══ Exercise data

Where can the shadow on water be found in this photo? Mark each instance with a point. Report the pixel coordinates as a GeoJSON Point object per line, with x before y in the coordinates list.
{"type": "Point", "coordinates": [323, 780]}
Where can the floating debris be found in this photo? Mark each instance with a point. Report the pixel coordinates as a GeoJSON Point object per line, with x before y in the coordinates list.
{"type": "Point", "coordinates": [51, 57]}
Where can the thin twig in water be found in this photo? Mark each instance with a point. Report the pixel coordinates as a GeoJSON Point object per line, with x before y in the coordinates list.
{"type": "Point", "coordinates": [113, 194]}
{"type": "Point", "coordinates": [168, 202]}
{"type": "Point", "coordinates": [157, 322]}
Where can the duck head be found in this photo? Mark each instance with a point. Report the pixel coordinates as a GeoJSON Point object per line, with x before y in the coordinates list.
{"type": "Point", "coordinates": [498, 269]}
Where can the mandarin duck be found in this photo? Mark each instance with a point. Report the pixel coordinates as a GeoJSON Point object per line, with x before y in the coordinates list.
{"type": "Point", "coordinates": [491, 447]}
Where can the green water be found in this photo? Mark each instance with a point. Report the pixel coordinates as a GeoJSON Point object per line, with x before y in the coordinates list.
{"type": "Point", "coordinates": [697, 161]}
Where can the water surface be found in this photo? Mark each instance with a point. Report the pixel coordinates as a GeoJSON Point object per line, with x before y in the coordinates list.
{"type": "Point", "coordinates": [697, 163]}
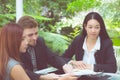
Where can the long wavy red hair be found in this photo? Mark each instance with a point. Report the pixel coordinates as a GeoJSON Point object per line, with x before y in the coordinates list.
{"type": "Point", "coordinates": [10, 40]}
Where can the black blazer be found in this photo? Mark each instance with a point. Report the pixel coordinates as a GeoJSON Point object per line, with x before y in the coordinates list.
{"type": "Point", "coordinates": [44, 57]}
{"type": "Point", "coordinates": [105, 58]}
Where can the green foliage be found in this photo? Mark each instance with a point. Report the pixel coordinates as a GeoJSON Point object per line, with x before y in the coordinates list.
{"type": "Point", "coordinates": [5, 18]}
{"type": "Point", "coordinates": [56, 42]}
{"type": "Point", "coordinates": [80, 5]}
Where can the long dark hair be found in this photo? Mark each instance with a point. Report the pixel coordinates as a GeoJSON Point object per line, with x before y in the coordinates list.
{"type": "Point", "coordinates": [10, 41]}
{"type": "Point", "coordinates": [94, 15]}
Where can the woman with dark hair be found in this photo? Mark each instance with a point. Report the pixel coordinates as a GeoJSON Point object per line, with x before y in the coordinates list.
{"type": "Point", "coordinates": [12, 43]}
{"type": "Point", "coordinates": [93, 49]}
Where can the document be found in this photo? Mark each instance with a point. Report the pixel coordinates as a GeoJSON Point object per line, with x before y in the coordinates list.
{"type": "Point", "coordinates": [46, 70]}
{"type": "Point", "coordinates": [86, 72]}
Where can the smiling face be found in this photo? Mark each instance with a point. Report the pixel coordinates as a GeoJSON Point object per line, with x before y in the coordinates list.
{"type": "Point", "coordinates": [92, 28]}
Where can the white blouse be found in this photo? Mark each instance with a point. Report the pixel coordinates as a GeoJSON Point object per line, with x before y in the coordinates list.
{"type": "Point", "coordinates": [88, 56]}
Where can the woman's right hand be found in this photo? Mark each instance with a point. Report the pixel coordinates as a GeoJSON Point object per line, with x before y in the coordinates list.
{"type": "Point", "coordinates": [51, 76]}
{"type": "Point", "coordinates": [78, 64]}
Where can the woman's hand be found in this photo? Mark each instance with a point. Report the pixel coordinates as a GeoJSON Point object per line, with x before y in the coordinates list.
{"type": "Point", "coordinates": [50, 76]}
{"type": "Point", "coordinates": [68, 77]}
{"type": "Point", "coordinates": [68, 68]}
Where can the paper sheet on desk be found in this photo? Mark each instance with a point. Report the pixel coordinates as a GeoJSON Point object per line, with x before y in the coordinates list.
{"type": "Point", "coordinates": [85, 72]}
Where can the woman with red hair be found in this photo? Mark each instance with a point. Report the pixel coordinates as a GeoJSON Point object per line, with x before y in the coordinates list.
{"type": "Point", "coordinates": [12, 43]}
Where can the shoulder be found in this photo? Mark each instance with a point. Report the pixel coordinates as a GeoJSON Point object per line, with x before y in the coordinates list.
{"type": "Point", "coordinates": [18, 72]}
{"type": "Point", "coordinates": [106, 43]}
{"type": "Point", "coordinates": [11, 63]}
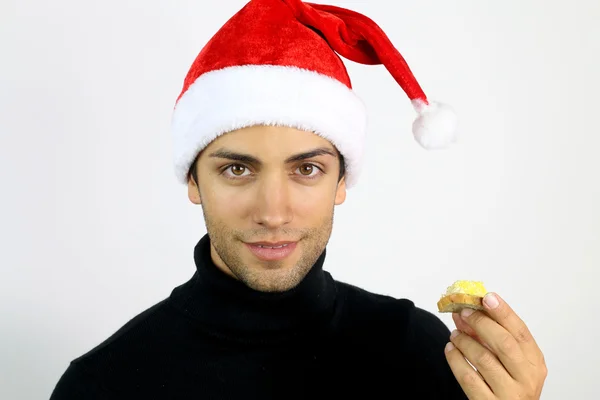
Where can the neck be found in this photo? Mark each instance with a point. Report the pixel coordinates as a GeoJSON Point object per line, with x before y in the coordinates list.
{"type": "Point", "coordinates": [227, 306]}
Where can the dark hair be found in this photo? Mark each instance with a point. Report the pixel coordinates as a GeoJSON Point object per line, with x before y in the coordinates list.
{"type": "Point", "coordinates": [192, 173]}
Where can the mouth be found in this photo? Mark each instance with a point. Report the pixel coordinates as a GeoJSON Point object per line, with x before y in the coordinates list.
{"type": "Point", "coordinates": [272, 251]}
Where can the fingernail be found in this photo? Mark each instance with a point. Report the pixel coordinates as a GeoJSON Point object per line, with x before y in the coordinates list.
{"type": "Point", "coordinates": [491, 300]}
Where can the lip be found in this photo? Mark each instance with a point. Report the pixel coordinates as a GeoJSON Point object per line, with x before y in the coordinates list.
{"type": "Point", "coordinates": [272, 254]}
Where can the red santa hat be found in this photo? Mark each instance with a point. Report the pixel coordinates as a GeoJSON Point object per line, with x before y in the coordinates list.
{"type": "Point", "coordinates": [276, 62]}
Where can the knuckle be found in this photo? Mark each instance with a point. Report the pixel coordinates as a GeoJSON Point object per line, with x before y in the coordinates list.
{"type": "Point", "coordinates": [507, 345]}
{"type": "Point", "coordinates": [486, 360]}
{"type": "Point", "coordinates": [544, 371]}
{"type": "Point", "coordinates": [476, 318]}
{"type": "Point", "coordinates": [522, 335]}
{"type": "Point", "coordinates": [470, 378]}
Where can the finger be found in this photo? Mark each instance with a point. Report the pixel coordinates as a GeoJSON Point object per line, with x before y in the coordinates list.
{"type": "Point", "coordinates": [486, 363]}
{"type": "Point", "coordinates": [501, 342]}
{"type": "Point", "coordinates": [462, 326]}
{"type": "Point", "coordinates": [502, 313]}
{"type": "Point", "coordinates": [469, 380]}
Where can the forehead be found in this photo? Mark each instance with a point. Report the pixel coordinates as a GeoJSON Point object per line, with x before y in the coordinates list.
{"type": "Point", "coordinates": [269, 140]}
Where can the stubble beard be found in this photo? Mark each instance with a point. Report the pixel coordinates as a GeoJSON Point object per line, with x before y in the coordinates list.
{"type": "Point", "coordinates": [228, 244]}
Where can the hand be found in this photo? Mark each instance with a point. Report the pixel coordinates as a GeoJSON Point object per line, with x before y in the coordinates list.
{"type": "Point", "coordinates": [508, 362]}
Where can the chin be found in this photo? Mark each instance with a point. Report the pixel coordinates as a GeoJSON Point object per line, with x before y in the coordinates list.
{"type": "Point", "coordinates": [274, 279]}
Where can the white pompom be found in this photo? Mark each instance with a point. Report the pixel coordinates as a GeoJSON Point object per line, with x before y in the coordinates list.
{"type": "Point", "coordinates": [436, 126]}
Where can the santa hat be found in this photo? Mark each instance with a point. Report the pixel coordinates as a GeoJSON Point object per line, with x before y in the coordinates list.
{"type": "Point", "coordinates": [275, 62]}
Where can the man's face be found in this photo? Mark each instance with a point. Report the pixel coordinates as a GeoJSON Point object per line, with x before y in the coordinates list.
{"type": "Point", "coordinates": [268, 196]}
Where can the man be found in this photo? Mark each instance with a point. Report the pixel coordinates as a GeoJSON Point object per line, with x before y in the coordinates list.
{"type": "Point", "coordinates": [268, 136]}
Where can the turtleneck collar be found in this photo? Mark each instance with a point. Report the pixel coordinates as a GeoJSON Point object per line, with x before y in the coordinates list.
{"type": "Point", "coordinates": [225, 306]}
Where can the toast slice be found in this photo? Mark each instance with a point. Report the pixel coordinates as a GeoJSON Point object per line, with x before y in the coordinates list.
{"type": "Point", "coordinates": [460, 295]}
{"type": "Point", "coordinates": [455, 302]}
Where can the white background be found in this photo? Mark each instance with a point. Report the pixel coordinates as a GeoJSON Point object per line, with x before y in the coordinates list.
{"type": "Point", "coordinates": [94, 228]}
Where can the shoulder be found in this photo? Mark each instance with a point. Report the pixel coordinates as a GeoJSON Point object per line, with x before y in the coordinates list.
{"type": "Point", "coordinates": [406, 340]}
{"type": "Point", "coordinates": [386, 312]}
{"type": "Point", "coordinates": [96, 372]}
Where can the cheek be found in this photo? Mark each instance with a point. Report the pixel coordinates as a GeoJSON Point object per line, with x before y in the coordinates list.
{"type": "Point", "coordinates": [312, 205]}
{"type": "Point", "coordinates": [228, 202]}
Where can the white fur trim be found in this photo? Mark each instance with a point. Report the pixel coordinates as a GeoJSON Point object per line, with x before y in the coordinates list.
{"type": "Point", "coordinates": [232, 98]}
{"type": "Point", "coordinates": [436, 125]}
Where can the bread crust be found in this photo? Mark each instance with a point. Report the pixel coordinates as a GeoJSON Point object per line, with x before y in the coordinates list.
{"type": "Point", "coordinates": [457, 301]}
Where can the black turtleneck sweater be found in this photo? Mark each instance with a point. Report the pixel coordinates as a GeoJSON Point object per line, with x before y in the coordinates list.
{"type": "Point", "coordinates": [214, 338]}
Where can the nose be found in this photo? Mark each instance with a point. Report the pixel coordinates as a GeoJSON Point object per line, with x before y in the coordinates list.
{"type": "Point", "coordinates": [273, 208]}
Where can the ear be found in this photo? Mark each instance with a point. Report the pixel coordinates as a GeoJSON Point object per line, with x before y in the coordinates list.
{"type": "Point", "coordinates": [340, 193]}
{"type": "Point", "coordinates": [194, 191]}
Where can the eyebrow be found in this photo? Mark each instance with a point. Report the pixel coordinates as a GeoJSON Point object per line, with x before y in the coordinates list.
{"type": "Point", "coordinates": [246, 158]}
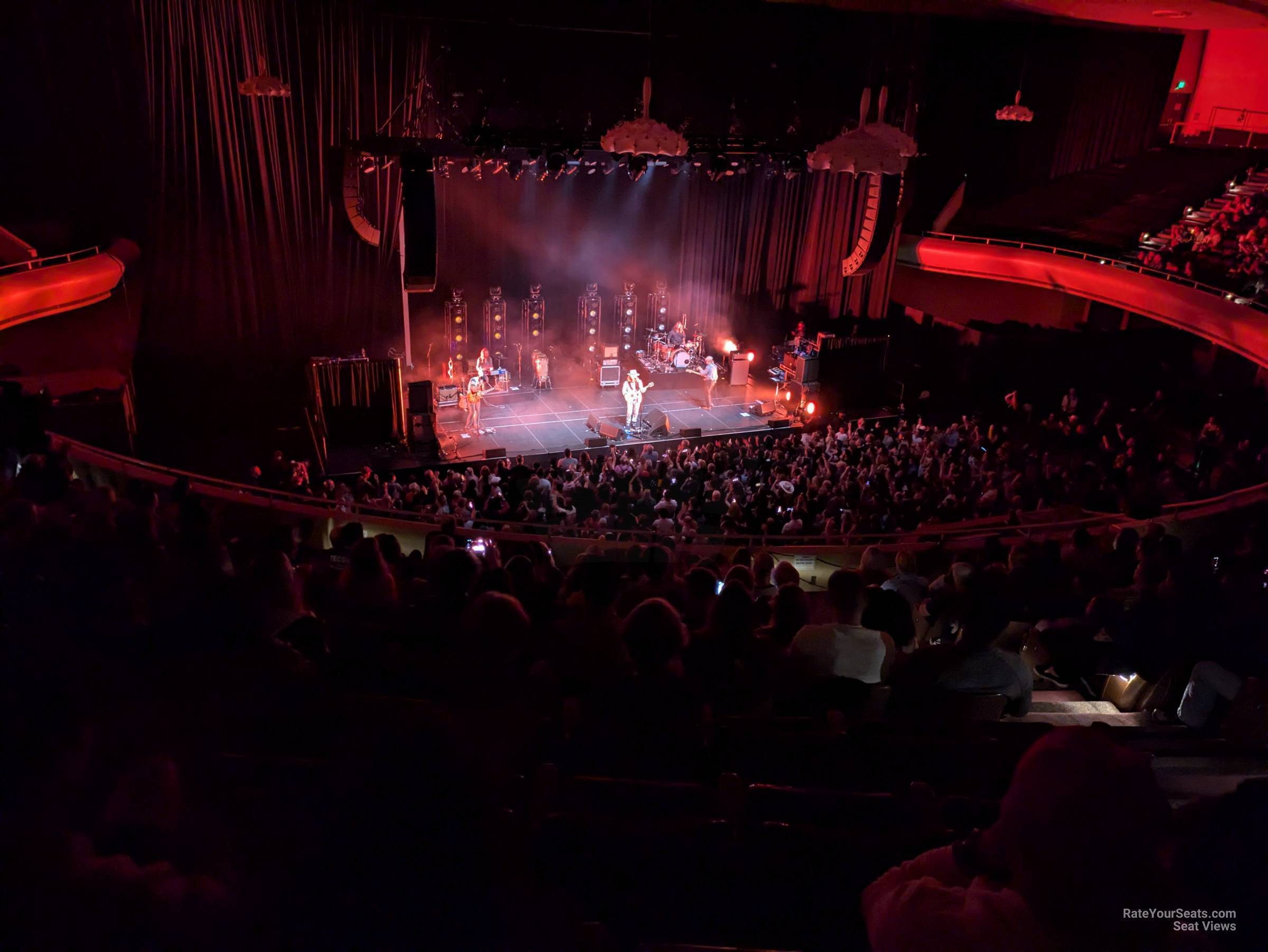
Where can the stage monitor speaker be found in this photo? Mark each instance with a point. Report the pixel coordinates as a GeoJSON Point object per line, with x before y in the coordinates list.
{"type": "Point", "coordinates": [658, 424]}
{"type": "Point", "coordinates": [422, 400]}
{"type": "Point", "coordinates": [419, 208]}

════

● **Aim of the task**:
Convert everything from the line containing "Where can the stage" down to the last of the lines into a two-column CSV headed instruction and response. Give one row per instruction with its answer, put each field in double quotes, and replace any line breaks inside a field with spaces.

● **Written response**:
instruction,response
"Where can the stage monitor speaker be found in this photo? Mark each instance with a point. Report the pixel coordinates as a GeoJSON Point object per line, with x before y in the coordinates list.","{""type"": ""Point"", ""coordinates"": [658, 424]} {""type"": ""Point"", ""coordinates"": [422, 400]} {""type"": ""Point"", ""coordinates"": [419, 208]}"